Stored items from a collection

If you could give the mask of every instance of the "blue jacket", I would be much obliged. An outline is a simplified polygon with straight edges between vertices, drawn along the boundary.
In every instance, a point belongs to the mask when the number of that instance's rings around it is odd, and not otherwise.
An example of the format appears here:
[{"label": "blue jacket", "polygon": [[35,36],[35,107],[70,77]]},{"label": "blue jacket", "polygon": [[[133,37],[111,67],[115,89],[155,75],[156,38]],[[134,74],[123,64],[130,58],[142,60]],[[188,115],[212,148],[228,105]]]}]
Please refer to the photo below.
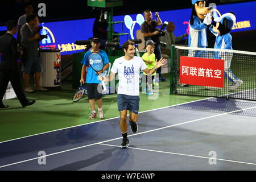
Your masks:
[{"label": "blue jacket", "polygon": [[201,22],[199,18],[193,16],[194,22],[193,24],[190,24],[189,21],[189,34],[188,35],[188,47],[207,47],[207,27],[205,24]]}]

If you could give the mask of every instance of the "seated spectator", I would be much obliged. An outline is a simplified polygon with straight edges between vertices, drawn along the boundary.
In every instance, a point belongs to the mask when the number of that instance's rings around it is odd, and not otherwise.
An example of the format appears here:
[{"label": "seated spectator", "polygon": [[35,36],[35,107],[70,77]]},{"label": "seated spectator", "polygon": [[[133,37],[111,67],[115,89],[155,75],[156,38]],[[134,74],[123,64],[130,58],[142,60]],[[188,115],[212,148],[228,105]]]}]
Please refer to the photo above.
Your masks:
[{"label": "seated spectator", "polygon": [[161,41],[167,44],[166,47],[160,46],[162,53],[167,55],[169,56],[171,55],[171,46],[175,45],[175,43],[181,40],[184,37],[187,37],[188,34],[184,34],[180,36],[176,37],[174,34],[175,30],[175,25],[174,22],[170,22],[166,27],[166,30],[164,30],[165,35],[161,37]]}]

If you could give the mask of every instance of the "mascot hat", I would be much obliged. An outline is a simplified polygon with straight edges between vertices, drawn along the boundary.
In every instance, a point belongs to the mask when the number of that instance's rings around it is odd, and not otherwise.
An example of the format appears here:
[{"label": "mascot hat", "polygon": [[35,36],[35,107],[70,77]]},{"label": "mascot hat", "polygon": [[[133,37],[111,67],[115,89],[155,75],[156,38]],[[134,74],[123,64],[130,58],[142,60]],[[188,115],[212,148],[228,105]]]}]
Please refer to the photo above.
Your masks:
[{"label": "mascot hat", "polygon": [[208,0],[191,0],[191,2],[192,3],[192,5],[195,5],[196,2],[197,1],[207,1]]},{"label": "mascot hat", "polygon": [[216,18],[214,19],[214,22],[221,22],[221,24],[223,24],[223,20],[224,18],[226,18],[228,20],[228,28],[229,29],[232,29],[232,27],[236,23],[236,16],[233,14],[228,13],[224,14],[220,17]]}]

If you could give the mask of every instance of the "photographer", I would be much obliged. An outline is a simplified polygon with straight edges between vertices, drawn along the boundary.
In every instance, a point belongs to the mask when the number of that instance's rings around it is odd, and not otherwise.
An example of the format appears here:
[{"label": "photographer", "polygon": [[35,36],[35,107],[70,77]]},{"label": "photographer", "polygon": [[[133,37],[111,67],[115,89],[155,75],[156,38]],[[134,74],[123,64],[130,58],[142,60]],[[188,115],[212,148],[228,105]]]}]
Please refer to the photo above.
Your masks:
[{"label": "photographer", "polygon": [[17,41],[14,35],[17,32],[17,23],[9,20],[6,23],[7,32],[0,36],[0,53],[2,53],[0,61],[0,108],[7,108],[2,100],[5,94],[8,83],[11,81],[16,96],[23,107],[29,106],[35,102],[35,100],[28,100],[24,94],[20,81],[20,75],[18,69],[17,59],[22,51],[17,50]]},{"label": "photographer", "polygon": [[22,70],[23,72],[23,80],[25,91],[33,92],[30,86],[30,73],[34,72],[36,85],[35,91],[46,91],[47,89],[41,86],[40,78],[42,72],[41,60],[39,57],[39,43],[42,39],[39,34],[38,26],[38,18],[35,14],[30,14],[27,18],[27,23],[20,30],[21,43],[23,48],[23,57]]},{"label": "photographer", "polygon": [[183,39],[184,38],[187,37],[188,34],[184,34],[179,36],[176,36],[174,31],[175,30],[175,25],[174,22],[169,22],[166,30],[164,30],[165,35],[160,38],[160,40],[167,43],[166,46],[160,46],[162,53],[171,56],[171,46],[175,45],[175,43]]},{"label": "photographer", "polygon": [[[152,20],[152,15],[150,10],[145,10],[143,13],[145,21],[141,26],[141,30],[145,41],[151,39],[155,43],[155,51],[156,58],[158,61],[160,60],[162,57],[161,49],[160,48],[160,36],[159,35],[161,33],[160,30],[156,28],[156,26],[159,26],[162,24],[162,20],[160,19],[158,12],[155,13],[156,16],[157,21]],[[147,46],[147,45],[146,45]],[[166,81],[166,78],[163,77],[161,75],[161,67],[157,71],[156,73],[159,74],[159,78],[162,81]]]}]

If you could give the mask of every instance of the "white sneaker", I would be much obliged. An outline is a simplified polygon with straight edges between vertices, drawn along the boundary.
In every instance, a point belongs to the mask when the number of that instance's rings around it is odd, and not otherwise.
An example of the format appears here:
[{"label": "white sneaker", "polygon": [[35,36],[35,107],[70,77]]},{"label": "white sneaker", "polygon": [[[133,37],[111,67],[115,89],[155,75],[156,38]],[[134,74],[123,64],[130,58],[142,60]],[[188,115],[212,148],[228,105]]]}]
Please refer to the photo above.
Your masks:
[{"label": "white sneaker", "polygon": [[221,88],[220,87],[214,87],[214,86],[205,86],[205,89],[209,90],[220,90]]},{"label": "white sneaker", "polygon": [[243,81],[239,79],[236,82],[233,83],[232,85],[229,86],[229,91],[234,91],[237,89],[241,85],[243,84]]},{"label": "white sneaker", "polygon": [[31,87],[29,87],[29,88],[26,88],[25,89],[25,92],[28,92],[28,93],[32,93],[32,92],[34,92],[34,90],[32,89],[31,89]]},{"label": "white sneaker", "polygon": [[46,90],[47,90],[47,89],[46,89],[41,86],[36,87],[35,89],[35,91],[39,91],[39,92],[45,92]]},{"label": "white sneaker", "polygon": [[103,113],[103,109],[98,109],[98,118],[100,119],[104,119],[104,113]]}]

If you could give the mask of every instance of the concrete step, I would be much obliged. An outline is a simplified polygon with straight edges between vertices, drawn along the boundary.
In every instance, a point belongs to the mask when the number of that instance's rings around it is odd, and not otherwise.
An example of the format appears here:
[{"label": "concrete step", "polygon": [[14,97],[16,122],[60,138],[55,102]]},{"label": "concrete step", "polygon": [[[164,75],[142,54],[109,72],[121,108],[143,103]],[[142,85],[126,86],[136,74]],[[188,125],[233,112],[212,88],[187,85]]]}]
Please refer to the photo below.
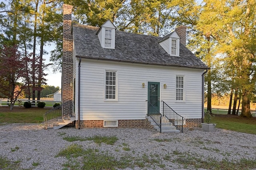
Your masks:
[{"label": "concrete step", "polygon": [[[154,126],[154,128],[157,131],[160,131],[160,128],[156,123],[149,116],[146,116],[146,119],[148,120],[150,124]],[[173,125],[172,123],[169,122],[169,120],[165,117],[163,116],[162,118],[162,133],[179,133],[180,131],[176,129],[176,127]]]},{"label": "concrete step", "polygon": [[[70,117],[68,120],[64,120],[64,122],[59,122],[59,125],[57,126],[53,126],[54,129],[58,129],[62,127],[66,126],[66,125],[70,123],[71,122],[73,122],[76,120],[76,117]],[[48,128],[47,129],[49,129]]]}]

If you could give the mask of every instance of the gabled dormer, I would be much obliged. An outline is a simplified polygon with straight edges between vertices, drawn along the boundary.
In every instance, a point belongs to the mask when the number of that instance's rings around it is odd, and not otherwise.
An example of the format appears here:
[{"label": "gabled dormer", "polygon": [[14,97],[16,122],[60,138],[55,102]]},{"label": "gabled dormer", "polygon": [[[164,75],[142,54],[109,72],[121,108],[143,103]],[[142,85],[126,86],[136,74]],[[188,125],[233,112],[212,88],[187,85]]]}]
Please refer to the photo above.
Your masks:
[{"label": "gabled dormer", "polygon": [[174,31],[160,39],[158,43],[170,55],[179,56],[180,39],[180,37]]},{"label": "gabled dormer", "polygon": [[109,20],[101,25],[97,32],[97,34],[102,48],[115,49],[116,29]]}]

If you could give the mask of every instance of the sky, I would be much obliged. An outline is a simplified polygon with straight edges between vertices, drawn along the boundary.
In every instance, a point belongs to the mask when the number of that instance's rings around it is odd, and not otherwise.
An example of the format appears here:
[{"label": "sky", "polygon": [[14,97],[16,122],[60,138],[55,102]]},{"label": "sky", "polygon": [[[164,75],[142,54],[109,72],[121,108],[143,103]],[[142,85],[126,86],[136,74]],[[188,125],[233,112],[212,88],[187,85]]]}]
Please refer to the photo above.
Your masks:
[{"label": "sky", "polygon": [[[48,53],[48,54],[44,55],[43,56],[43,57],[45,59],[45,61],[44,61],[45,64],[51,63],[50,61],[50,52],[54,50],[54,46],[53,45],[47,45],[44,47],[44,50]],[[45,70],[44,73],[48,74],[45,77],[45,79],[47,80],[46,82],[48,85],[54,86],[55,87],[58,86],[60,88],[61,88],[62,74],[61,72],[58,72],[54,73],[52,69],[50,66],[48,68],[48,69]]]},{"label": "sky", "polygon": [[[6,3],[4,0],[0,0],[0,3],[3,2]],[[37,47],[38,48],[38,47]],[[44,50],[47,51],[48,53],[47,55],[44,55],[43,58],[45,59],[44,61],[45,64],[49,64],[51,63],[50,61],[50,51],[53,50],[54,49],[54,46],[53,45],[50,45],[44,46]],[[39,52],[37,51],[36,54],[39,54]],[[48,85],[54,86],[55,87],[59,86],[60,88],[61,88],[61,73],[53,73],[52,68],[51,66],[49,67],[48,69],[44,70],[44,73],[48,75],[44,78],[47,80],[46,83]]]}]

> [Problem details]
Can you express the data as a two-column CSV with the headers input and output, starting at the line containing "sky, I would" and running through the end of the data? Each row should pair a text with its answer, each in one quoted field with line breaks turned into spaces.

> [Solution]
input,output
"If you could give the mask of every instance of the sky, I would be much obliged. An outline is a simplified polygon with straight edges between vertices, drawn along the boundary. In every instance, a point belongs to the mask when the number of that instance's rings around it is odd, and not otherwise. An example of the format appears here: [{""label"": ""sky"", ""polygon"": [[14,97],[16,122],[60,138],[55,102]]},{""label"": ""sky"", ""polygon"": [[[164,75],[142,54],[109,72],[121,108],[143,103]],[[142,85],[126,86],[136,74]],[[188,125],[233,112],[212,88],[187,85]]]}] Please refer to the photo above. Your masks:","[{""label"": ""sky"", ""polygon"": [[[48,53],[48,54],[44,55],[43,56],[43,57],[45,59],[45,61],[44,61],[45,64],[51,63],[50,61],[50,52],[54,50],[54,46],[53,45],[47,45],[44,47],[44,50]],[[45,70],[44,73],[48,74],[45,77],[45,79],[47,80],[46,82],[48,85],[54,86],[55,87],[58,86],[60,88],[61,88],[62,74],[61,72],[58,72],[54,73],[52,69],[50,66],[48,68],[48,69]]]},{""label"": ""sky"", ""polygon"": [[[6,3],[4,0],[0,0],[0,3],[3,2]],[[37,47],[38,48],[38,47]],[[44,50],[47,51],[48,53],[47,55],[44,55],[43,58],[45,59],[44,61],[45,64],[49,64],[51,63],[50,61],[50,51],[53,50],[54,49],[54,46],[53,45],[50,45],[44,46]],[[39,52],[37,51],[36,54],[39,54]],[[48,85],[54,86],[55,87],[59,86],[60,88],[61,88],[61,73],[53,73],[52,68],[51,66],[49,67],[48,69],[44,70],[44,73],[48,75],[44,78],[47,80],[46,83]]]}]"